* _INFORMATION SHOWN_:

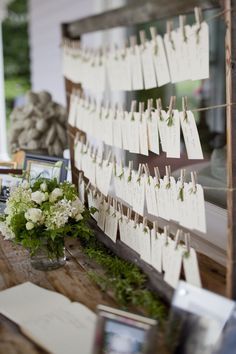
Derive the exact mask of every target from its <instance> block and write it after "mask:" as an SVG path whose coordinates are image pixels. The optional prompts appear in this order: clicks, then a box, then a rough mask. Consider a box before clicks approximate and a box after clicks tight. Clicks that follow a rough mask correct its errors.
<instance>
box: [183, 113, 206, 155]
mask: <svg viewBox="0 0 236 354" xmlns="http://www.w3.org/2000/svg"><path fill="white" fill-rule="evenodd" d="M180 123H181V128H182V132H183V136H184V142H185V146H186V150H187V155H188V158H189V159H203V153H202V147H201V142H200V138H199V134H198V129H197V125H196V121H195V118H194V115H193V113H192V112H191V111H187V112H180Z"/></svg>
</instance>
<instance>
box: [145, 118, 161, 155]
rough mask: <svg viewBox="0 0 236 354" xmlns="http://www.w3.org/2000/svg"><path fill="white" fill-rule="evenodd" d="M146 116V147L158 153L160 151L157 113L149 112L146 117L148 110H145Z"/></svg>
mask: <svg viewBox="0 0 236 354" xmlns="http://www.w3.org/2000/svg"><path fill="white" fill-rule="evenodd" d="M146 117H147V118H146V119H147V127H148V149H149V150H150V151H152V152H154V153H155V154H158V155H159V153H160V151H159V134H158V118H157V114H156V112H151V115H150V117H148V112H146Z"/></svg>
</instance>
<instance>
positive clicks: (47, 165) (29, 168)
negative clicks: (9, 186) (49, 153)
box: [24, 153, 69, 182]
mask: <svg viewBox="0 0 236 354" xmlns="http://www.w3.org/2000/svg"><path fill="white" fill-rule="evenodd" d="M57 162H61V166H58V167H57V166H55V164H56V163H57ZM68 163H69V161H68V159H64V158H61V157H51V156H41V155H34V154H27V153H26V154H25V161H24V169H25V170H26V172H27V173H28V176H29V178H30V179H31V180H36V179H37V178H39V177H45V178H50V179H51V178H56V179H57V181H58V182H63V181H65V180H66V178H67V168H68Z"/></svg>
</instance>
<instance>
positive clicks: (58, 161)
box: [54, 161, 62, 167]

* _WHAT THE TASK REQUIRES_:
Output every record above exactly as written, but skip the pictures.

* _ANSWER SPACE_:
Derive the exact mask of every target from its <instance> block and write it after "mask:" as an SVG path whose coordinates are image pixels. The optional prompts appear in this order: clicks, then a box, then a rough mask. Consider a box before clicks approximate and a box after clicks tight. Clicks that follow a rough mask correct its errors.
<instance>
box: [183, 113, 206, 155]
mask: <svg viewBox="0 0 236 354" xmlns="http://www.w3.org/2000/svg"><path fill="white" fill-rule="evenodd" d="M180 123H181V128H182V132H183V136H184V142H185V146H186V150H187V155H188V158H189V159H203V153H202V147H201V142H200V138H199V134H198V129H197V125H196V121H195V118H194V115H193V113H192V112H191V111H187V112H180Z"/></svg>
</instance>
<instance>
box: [145, 118, 161, 155]
rough mask: <svg viewBox="0 0 236 354" xmlns="http://www.w3.org/2000/svg"><path fill="white" fill-rule="evenodd" d="M146 116V147L158 153L160 151L157 113L149 112L146 117L148 110H145Z"/></svg>
mask: <svg viewBox="0 0 236 354" xmlns="http://www.w3.org/2000/svg"><path fill="white" fill-rule="evenodd" d="M146 117H147V118H146V119H147V127H148V149H149V150H150V151H152V152H154V153H155V154H158V155H159V153H160V151H159V134H158V118H157V114H156V112H151V115H150V117H148V112H146Z"/></svg>
</instance>
<instance>
positive clicks: (47, 165) (29, 168)
negative clicks: (9, 186) (49, 153)
box: [24, 153, 69, 182]
mask: <svg viewBox="0 0 236 354" xmlns="http://www.w3.org/2000/svg"><path fill="white" fill-rule="evenodd" d="M57 162H61V166H58V167H57V166H55V164H56V163H57ZM68 163H69V161H68V159H64V158H61V157H51V156H41V155H34V154H27V153H26V154H25V161H24V169H25V170H26V172H27V173H28V176H29V178H30V179H31V180H36V179H37V178H39V177H45V178H50V179H51V178H56V179H57V181H58V182H63V181H65V180H66V178H67V168H68Z"/></svg>
</instance>
<instance>
positive clicks: (58, 161)
box: [54, 161, 62, 167]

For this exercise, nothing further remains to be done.